→ **Material shown**
*** Block opens ***

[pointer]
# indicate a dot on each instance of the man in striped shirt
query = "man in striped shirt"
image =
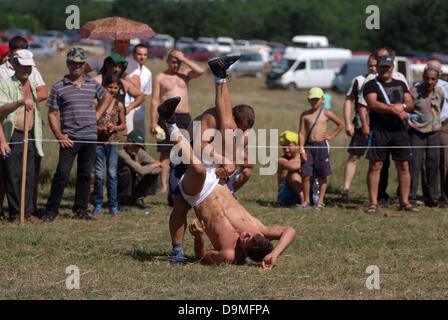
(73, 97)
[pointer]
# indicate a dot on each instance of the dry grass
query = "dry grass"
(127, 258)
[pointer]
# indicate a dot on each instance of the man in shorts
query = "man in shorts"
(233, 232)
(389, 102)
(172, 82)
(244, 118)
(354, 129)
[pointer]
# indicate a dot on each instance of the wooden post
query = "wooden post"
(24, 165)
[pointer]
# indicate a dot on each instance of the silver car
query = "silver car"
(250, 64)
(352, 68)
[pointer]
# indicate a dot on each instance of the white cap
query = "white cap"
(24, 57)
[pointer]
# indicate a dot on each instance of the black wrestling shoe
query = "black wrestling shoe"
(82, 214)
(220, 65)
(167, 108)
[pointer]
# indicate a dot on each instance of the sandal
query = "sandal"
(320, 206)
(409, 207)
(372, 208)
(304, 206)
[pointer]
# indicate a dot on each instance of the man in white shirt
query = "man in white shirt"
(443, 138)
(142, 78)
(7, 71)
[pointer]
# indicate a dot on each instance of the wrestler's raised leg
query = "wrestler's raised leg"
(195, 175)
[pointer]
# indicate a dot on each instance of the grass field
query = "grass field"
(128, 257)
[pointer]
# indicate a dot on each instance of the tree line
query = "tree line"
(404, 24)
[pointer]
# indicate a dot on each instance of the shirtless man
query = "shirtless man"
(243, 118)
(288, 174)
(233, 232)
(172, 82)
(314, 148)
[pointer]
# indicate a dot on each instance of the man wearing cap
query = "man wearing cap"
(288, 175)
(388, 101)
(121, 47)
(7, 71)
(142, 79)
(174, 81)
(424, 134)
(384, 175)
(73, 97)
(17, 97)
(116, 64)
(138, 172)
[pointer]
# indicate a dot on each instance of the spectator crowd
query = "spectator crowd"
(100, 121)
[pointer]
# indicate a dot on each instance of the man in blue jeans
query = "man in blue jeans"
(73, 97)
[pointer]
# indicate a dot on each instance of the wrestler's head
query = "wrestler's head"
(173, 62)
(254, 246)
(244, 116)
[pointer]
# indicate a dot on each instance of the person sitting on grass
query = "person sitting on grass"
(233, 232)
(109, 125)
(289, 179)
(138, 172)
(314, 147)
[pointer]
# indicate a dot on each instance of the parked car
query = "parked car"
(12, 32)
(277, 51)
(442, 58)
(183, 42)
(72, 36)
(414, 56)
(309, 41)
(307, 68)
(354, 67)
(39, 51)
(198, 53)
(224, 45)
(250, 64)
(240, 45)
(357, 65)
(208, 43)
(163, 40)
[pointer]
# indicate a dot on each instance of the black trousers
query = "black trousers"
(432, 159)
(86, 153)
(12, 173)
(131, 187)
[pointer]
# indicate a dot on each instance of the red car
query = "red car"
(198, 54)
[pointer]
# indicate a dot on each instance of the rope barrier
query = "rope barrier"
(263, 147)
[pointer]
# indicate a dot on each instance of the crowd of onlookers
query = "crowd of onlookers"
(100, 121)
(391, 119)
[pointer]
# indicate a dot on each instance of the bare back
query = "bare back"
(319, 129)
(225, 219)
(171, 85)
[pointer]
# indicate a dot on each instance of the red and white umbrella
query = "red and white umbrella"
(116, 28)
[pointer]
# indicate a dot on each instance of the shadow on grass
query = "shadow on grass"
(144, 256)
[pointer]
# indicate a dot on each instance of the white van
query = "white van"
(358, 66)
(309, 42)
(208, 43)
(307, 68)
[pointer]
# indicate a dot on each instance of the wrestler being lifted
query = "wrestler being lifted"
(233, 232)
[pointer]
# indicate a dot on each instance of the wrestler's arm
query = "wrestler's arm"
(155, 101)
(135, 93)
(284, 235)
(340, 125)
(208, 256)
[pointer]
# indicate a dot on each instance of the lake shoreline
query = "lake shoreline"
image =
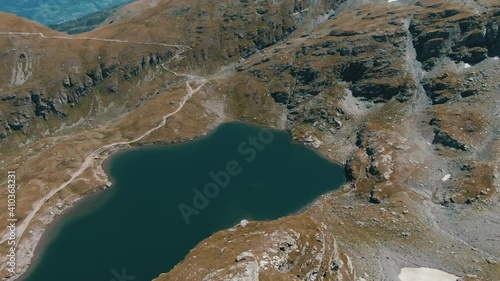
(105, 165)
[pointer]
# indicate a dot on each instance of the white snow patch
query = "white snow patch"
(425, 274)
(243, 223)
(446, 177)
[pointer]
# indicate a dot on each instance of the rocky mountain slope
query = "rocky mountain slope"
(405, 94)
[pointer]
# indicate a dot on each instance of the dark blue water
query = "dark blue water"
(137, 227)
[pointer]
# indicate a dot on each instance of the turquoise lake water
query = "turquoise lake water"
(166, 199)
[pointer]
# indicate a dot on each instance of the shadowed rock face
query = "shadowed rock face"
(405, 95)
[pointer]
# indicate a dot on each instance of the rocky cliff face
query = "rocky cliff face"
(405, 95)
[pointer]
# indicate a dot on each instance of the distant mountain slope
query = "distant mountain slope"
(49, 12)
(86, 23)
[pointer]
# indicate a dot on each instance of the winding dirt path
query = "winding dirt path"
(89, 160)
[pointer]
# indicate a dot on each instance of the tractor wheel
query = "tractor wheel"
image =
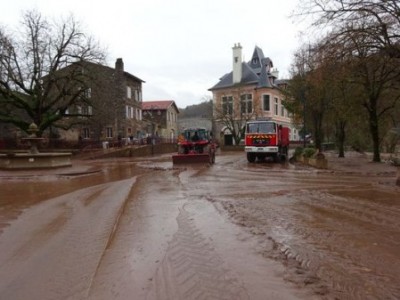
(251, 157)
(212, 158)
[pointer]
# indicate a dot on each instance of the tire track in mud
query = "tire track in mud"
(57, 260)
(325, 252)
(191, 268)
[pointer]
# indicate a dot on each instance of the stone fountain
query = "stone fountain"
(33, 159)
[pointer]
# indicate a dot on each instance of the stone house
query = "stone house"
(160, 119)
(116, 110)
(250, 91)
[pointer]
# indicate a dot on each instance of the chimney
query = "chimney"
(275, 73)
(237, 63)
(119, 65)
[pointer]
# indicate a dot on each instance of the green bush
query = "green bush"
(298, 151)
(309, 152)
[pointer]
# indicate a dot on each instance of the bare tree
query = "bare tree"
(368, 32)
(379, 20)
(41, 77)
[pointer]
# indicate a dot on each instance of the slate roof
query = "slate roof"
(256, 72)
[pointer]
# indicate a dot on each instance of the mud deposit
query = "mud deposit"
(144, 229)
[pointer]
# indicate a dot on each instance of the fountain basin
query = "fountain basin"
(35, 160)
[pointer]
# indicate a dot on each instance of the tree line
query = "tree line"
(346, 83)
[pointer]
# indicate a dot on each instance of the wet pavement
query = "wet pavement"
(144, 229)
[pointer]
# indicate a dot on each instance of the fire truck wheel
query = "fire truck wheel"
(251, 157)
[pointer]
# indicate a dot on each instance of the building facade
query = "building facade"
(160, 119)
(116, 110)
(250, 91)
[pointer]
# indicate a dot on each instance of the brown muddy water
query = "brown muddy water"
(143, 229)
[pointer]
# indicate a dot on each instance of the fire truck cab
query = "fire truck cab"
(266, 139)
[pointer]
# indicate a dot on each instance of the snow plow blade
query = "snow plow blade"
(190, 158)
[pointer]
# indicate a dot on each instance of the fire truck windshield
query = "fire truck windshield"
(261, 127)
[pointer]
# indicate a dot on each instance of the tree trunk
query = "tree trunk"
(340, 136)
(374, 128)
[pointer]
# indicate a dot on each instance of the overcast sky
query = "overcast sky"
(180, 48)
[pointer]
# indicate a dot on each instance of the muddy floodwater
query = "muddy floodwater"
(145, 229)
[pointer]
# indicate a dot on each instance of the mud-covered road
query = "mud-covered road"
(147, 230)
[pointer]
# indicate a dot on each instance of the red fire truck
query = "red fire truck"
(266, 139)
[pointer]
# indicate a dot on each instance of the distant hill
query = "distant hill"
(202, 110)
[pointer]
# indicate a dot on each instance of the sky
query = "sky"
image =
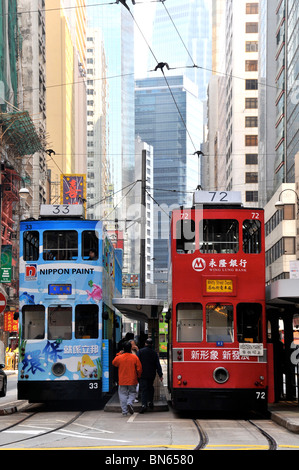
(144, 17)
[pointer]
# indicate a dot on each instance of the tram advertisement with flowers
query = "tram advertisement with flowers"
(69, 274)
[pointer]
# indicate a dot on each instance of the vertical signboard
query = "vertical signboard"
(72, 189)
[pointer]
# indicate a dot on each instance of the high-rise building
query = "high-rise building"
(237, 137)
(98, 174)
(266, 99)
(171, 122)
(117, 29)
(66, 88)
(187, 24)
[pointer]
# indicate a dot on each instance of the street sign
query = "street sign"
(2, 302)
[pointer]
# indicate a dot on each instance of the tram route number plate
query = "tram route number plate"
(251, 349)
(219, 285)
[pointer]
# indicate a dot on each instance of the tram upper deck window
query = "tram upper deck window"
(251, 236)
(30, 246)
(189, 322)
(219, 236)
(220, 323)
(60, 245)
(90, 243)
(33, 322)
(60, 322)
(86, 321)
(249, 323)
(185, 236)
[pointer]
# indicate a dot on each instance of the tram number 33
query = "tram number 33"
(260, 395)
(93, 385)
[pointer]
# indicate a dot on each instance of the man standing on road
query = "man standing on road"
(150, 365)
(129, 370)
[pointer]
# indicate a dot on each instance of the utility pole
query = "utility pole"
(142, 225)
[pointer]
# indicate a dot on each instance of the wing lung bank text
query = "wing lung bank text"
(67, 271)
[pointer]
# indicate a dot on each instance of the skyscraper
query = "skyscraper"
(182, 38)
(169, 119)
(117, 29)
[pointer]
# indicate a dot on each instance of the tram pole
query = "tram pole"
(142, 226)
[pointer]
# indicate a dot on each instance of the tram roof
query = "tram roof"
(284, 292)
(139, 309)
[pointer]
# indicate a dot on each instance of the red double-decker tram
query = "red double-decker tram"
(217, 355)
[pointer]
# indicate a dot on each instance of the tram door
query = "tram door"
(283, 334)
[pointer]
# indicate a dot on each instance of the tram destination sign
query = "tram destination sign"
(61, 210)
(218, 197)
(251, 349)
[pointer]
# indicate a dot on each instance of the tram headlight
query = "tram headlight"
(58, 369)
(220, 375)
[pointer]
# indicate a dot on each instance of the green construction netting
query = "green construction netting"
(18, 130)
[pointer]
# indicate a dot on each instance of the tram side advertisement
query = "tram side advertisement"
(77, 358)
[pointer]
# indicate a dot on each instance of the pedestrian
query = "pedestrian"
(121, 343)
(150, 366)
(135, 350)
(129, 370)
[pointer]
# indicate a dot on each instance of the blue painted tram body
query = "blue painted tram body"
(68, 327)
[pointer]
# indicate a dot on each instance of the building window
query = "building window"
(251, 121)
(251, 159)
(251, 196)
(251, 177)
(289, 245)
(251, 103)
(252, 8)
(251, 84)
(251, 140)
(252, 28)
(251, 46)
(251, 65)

*** Block closes ***

→ **Problem to solve**
Everything from the line with "# indicate a dot on each instance of the utility" through the last line of the entries is to be written out again, unchanged; nothing else belongs in the answer.

→ **Expected answer**
# indicate a dot on each instance of the utility pole
query = "utility pole"
(142, 225)
[pointer]
# indicate a dot on each instance of the wing lung bank text
query = "wing lung bank text"
(67, 271)
[pointer]
# indicate a dot on each instance of the skyscraper
query = "skyscraper"
(182, 38)
(169, 119)
(117, 29)
[pointer]
# indicate a dot on each instance of the tram pole
query = "tram pole"
(142, 226)
[pointer]
# indicate a dot on each instance of the tram roof
query = "tram roof"
(284, 292)
(139, 309)
[pointer]
# indicate a dot on each instance of the red double-decker tram
query = "red double-decker tram"
(217, 355)
[pointer]
# indicate a dot on each instance of the tram door
query = "tram door"
(283, 334)
[pointer]
# indicate a dot on each instance of the tram destination sign
query = "tram destination sign"
(61, 210)
(218, 197)
(251, 349)
[pointer]
# indicate a dot on each instance of the tram headlight
query = "tram headlight"
(58, 369)
(220, 375)
[pointer]
# indicate a dot on each instance of the green construction netting
query = "green construction netting"
(18, 130)
[pointer]
# indicate a dot on each instance of the tram side advertisement
query = "tram side advertisement"
(77, 358)
[pointer]
# indicate a dot on each instance of the pedestrian
query = "pedestrian"
(121, 343)
(150, 366)
(135, 350)
(129, 370)
[pointer]
# indicate a dot on each instance of the blue painted tram body
query = "blue painted tram body"
(68, 327)
[pointer]
# indicate a dot on each instance of the building window
query = "building window"
(251, 121)
(251, 159)
(251, 196)
(251, 177)
(289, 245)
(251, 103)
(252, 8)
(251, 84)
(251, 140)
(252, 28)
(251, 46)
(251, 65)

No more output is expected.